Short exercise -> Transcribe every entry word for word, leaving out all images.

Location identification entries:
== == ==
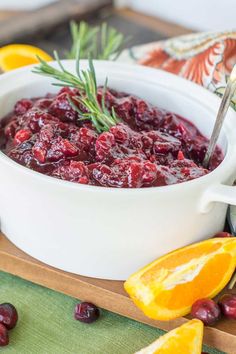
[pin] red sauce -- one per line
(150, 147)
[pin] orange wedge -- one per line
(14, 56)
(168, 287)
(186, 339)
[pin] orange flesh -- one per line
(186, 294)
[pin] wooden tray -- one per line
(106, 294)
(22, 24)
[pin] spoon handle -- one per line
(225, 103)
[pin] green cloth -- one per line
(46, 325)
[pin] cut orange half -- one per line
(14, 56)
(186, 339)
(168, 287)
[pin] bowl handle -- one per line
(218, 193)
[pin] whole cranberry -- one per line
(222, 234)
(22, 135)
(227, 305)
(8, 315)
(206, 310)
(4, 339)
(86, 312)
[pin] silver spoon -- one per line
(224, 106)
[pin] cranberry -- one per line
(8, 315)
(4, 339)
(223, 234)
(206, 310)
(22, 106)
(22, 135)
(151, 147)
(180, 155)
(86, 312)
(227, 305)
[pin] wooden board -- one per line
(21, 24)
(106, 294)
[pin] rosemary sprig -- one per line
(85, 81)
(104, 42)
(85, 37)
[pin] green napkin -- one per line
(46, 325)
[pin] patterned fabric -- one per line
(204, 58)
(46, 325)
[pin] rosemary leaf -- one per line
(104, 42)
(85, 81)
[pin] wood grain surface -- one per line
(18, 25)
(106, 294)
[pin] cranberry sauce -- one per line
(149, 147)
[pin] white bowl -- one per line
(107, 232)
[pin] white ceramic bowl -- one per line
(110, 233)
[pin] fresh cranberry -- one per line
(8, 315)
(86, 312)
(206, 310)
(227, 305)
(22, 106)
(22, 135)
(103, 145)
(4, 338)
(62, 108)
(180, 155)
(149, 147)
(223, 234)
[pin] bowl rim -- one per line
(141, 70)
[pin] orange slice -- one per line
(167, 288)
(14, 56)
(186, 339)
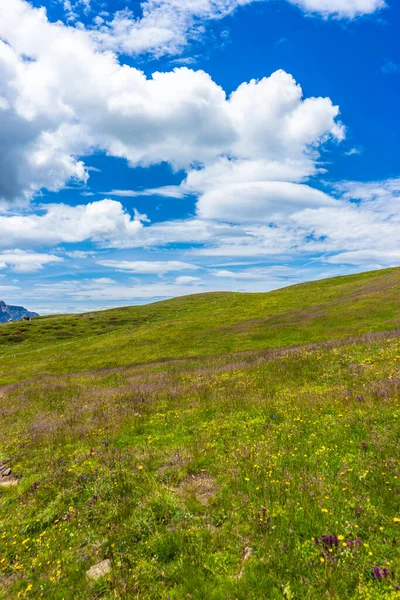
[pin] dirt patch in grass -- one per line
(201, 485)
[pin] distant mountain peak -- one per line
(16, 313)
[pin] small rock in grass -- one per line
(99, 570)
(8, 481)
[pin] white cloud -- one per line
(147, 267)
(102, 222)
(167, 26)
(367, 257)
(340, 8)
(167, 191)
(259, 202)
(186, 280)
(21, 261)
(66, 99)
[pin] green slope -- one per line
(202, 325)
(271, 474)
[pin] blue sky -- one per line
== == ==
Finished answer ->
[pin] red sauce -- one per line
(150, 147)
[pin] orange wedge -- one per line
(14, 56)
(168, 287)
(186, 339)
[pin] orange flesh -- one per line
(186, 294)
[pin] wooden tray -- one per line
(106, 294)
(22, 24)
[pin] spoon handle -- one per line
(225, 103)
[pin] green cloth -- one per line
(46, 325)
[pin] cut orange half -- one per line
(14, 56)
(186, 339)
(168, 287)
[pin] bowl handle -- one per line
(218, 193)
[pin] whole cranberry -- one per line
(222, 234)
(22, 135)
(227, 305)
(8, 315)
(206, 310)
(4, 339)
(86, 312)
[pin] silver spoon -- one per line
(224, 106)
[pin] cranberry -- one per line
(8, 315)
(4, 339)
(223, 234)
(206, 310)
(22, 106)
(22, 135)
(151, 147)
(180, 155)
(86, 312)
(227, 305)
[pin] wooden board -- one per line
(21, 24)
(106, 294)
[pin] rosemary sprig -- one per line
(85, 81)
(104, 42)
(85, 37)
[pin] green napkin -- one per line
(46, 325)
[pin] patterned fabric -- one per line
(204, 58)
(46, 325)
[pin] rosemary leaf -- one per line
(104, 42)
(85, 81)
[pin] wood grain surface -- one per line
(18, 25)
(106, 294)
[pin] cranberry sauce -- one per line
(149, 147)
[pin] white bowl -- one per line
(107, 232)
[pin] white ceramic bowl -- one per line
(110, 233)
[pin] fresh cranberry -- one per line
(8, 315)
(86, 312)
(206, 310)
(227, 305)
(22, 106)
(22, 135)
(103, 145)
(4, 338)
(62, 108)
(180, 155)
(149, 147)
(223, 234)
[pin] bowl rim -- one per line
(141, 70)
[pin] orange slice -- one per line
(167, 288)
(14, 56)
(186, 339)
[pin] dirt patch in grass -- one per line
(201, 485)
[pin] distant mountain peak -- one per line
(16, 313)
[pin] small rock in grass -- one per line
(99, 570)
(8, 481)
[pin] white cloud -- one per line
(147, 267)
(102, 222)
(167, 26)
(367, 257)
(340, 8)
(167, 191)
(259, 202)
(186, 280)
(21, 261)
(66, 99)
[pin] green slope -- one per line
(202, 325)
(271, 474)
[pin] blue sky -- one per line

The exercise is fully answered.